* Document passage:

He added that having it placed in such a “sacred” place in Rome adds another layer. When the city’s masterpieces were created, “abortion wasn’t on the agenda, most didn’t even understand what happened in a woman’s stomach. I don’t think it’s ironic that only now do we have a pregnant Madonna with the representation of Jesus as a fetus.”

Schmalz has at least two other sculptures in Rome: “Homeless Jesus,” on a bench by the Santo Spirito hospital, and “Angels Unaware” in St. Peter’s Square.

With “Life Monument” and another statue depicting the elderly he hopes to start working on soon, he will have covered the entire arc of the pro-life movement, which sees every life, at all stages, as sacred.

“As a culture, we cannot change the idea that all human life is sacred,” Schmalz said. “Because when the few in our society lose our humanity, we all lose it.”

He noted that Rome has two massive architectural structures: St. Peter’s Basilica and the Coliseum. They say that all roads lead to Rome, he said, but in Rome, all roads lead to the Coliseum: “And what happened there? Butchering, murder. And that is pre-Christian times. And then you have St. Peter’s, a different world.”

“I fear that if Christianity is in danger because our mainstream culture smudges it down, our values that are attached to Christianity are going to be even more minimalized, or even forgotten,” Schmalz said. “What I see in our culture is we are saying, ‘We are significant enough, we are educated enough, we don’t need Christianity.’ But what I think is really happening is that we are reverting back to our pre-pagan roots: My ancestors are German. Before Christianity came into Germanic tribes, human sacrifice was common, so it doesn’t take that much imagination to realize that some of the destructive forces that are going on in our culture resemble that religion.”

“We saw it in Rome too: The most advanced civilization in the West had the Coliseum.” Society, he insisted, cannot lose the knowledge of the sacredness of life that starts with conception and carries through to old age, with everyone in between.

“If art can play a role in helping society realize the importance of life, I can’t think of a better use for it, instead of it just being art for art’s sake,” Schmalz said.

Every element of the sculpture is thought of as a representation of beauty: Of Mary, of the womb made in mirrored steel, the texture in her clothes, all lead to that little unborn Jesus, he said.

The image, Schmalz said, was partially inspired by French Archbishop Christophe Pierre, the papal representative to the United States, who, when blessing one of the artist’ sculptures in Washington, D.C. in the Bible Museum, quoted Dostoyevsky: “Beauty can save the world.”

* Dataset:
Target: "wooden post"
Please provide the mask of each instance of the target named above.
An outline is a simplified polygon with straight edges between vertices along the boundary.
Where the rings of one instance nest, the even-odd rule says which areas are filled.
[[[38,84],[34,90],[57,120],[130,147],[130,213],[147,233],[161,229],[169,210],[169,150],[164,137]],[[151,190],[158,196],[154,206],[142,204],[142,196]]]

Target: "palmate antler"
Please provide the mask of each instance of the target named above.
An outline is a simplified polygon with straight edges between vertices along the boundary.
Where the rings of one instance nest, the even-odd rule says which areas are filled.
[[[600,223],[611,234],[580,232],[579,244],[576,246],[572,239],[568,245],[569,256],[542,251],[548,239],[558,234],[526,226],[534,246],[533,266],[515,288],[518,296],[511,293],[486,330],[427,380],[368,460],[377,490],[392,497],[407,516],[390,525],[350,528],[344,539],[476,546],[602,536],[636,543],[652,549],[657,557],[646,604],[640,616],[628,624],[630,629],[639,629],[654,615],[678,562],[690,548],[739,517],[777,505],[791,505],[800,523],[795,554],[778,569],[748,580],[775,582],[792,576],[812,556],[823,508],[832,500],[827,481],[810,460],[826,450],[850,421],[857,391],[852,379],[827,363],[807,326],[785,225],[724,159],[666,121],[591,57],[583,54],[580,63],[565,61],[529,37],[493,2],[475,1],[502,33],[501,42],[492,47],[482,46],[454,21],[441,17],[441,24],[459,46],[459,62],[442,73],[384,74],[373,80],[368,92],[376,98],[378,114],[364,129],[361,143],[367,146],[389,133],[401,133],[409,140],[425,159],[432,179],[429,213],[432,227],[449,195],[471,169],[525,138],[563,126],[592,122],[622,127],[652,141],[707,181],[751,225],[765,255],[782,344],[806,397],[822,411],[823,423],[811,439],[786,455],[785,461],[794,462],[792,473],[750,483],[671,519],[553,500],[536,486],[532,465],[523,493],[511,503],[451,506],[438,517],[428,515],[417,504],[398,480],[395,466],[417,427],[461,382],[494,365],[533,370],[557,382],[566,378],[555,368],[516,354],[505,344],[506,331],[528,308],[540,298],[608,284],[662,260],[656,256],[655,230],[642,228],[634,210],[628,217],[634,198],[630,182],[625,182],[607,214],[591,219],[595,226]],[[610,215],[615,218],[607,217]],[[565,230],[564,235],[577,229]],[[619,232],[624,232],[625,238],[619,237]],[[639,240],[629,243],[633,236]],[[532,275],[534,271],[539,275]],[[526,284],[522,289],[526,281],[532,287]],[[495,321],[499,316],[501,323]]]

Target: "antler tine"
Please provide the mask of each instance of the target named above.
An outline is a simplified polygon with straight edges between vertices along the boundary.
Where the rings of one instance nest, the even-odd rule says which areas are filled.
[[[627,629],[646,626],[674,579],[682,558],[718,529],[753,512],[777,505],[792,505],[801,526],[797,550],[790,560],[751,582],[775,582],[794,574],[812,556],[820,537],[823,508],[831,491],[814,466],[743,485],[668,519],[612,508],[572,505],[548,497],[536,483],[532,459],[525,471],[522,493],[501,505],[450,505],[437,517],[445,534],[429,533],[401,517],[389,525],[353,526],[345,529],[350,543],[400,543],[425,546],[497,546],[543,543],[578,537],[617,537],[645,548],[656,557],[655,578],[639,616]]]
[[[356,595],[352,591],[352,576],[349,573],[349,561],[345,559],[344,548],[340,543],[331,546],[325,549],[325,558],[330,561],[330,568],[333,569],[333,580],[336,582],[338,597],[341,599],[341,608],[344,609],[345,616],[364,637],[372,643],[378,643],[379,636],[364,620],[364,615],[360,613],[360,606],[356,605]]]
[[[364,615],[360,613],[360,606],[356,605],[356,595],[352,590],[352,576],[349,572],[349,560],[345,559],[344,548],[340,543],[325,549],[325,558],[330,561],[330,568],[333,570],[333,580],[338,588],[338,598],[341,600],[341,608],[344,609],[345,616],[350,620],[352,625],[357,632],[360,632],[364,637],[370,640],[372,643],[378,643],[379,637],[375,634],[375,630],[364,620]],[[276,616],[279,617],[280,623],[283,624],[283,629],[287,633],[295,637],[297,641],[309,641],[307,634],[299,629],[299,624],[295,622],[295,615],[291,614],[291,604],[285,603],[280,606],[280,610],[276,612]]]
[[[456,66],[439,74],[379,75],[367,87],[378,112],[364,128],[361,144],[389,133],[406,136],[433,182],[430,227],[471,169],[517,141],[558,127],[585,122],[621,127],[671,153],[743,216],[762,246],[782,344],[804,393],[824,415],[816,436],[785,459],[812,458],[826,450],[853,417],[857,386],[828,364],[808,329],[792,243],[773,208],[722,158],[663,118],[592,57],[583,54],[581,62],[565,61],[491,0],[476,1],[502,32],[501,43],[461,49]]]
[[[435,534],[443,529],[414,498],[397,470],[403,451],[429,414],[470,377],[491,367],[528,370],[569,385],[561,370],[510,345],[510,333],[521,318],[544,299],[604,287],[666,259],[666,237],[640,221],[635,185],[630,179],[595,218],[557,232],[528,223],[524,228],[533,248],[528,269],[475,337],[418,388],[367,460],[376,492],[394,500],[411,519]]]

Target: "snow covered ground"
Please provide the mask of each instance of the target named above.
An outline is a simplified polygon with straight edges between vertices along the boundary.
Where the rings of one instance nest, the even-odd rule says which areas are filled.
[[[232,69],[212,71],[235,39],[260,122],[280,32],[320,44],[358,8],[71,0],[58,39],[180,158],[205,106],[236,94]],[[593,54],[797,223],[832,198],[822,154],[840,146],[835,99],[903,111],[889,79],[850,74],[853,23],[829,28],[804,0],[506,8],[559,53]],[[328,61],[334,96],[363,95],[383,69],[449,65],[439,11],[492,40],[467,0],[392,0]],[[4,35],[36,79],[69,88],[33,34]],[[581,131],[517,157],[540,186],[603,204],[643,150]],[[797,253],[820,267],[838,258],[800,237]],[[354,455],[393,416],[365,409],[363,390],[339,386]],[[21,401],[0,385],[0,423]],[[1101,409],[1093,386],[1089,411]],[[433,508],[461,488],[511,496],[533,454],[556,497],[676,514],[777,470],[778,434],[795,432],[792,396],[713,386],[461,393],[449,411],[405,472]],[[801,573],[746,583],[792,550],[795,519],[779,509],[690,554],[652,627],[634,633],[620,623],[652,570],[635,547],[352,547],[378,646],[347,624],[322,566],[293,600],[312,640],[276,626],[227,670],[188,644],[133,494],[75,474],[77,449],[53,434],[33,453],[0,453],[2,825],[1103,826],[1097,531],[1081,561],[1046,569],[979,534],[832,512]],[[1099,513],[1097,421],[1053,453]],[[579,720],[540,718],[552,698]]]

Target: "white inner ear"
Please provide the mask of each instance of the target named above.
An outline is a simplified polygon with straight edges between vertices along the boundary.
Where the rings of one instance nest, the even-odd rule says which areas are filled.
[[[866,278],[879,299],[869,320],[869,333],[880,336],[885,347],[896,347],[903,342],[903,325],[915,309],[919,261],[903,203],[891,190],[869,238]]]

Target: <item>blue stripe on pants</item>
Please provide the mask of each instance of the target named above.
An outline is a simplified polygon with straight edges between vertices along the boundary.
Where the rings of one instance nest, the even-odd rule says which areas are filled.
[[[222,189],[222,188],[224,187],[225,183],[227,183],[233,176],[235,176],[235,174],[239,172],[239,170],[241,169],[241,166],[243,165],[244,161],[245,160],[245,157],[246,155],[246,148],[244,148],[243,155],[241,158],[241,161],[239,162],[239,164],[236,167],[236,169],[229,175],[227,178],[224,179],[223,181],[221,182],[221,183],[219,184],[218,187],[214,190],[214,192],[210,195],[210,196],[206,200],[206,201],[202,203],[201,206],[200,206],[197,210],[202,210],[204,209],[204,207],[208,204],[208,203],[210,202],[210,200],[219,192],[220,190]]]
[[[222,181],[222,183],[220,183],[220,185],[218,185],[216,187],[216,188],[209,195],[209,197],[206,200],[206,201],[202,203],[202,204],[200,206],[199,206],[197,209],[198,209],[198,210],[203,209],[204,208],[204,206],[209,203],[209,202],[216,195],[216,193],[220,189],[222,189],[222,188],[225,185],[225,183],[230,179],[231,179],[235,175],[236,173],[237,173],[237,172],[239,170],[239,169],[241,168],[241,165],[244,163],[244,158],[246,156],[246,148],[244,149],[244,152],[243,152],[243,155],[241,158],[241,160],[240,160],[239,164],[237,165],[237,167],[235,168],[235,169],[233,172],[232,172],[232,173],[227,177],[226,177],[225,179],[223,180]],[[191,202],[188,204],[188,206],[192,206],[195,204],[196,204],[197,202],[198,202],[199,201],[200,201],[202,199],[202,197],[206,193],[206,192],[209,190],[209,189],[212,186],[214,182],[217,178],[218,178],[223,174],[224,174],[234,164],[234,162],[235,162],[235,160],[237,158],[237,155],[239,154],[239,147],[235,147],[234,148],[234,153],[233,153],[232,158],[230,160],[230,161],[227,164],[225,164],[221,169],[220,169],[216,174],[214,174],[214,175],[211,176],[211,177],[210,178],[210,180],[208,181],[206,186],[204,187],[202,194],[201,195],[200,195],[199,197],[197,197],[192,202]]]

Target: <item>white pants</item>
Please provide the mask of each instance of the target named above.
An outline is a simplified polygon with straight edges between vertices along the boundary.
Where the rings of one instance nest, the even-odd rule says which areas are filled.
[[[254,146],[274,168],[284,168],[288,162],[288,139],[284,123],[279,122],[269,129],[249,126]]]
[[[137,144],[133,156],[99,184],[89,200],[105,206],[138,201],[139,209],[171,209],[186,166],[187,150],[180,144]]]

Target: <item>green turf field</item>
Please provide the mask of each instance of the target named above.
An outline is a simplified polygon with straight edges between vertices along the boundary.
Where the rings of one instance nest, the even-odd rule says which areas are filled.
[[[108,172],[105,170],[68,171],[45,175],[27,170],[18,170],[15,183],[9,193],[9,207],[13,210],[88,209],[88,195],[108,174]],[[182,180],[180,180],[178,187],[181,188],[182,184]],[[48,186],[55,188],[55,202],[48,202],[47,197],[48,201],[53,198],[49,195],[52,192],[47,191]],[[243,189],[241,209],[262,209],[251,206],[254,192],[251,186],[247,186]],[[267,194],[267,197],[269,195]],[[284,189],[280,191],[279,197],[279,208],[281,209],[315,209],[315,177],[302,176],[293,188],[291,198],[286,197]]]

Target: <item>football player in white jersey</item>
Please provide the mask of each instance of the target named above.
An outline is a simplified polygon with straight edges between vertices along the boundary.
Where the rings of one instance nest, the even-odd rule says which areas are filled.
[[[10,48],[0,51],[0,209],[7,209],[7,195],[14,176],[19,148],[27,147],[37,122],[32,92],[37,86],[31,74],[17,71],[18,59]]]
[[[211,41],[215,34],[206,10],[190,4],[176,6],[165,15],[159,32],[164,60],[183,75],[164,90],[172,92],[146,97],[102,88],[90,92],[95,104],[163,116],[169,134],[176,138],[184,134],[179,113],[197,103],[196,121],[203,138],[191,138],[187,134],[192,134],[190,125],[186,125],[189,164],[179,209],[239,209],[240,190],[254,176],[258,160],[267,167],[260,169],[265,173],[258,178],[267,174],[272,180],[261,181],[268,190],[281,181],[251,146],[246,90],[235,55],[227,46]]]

* Exercises to complete:
[A] Repeat from the Schmalz passage the portion that begins at the words "He added that" and stops after the words "St. Peter’s Square.".
[B] Answer these questions from the Schmalz passage:
(i) Where is "Homeless Jesus" placed in Rome?
(ii) Which two massive architectural structures in Rome does Schmalz name?
(iii) Whom did Archbishop Christophe Pierre quote when blessing the sculpture in the Bible Museum?
The data that accompany the Schmalz passage are separate material.

* List of answers:
[A]
He added that having it placed in such a “sacred” place in Rome adds another layer. When the city’s masterpieces were created, “abortion wasn’t on the agenda, most didn’t even understand what happened in a woman’s stomach. I don’t think it’s ironic that only now do we have a pregnant Madonna with the representation of Jesus as a fetus.”

Schmalz has at least two other sculptures in Rome: “Homeless Jesus,” on a bench by the Santo Spirito hospital, and “Angels Unaware” in St. Peter’s Square.

[B]
(i) On a bench by the Santo Spirito hospital.
(ii) St. Peter's Basilica and the Coliseum.
(iii) Dostoyevsky.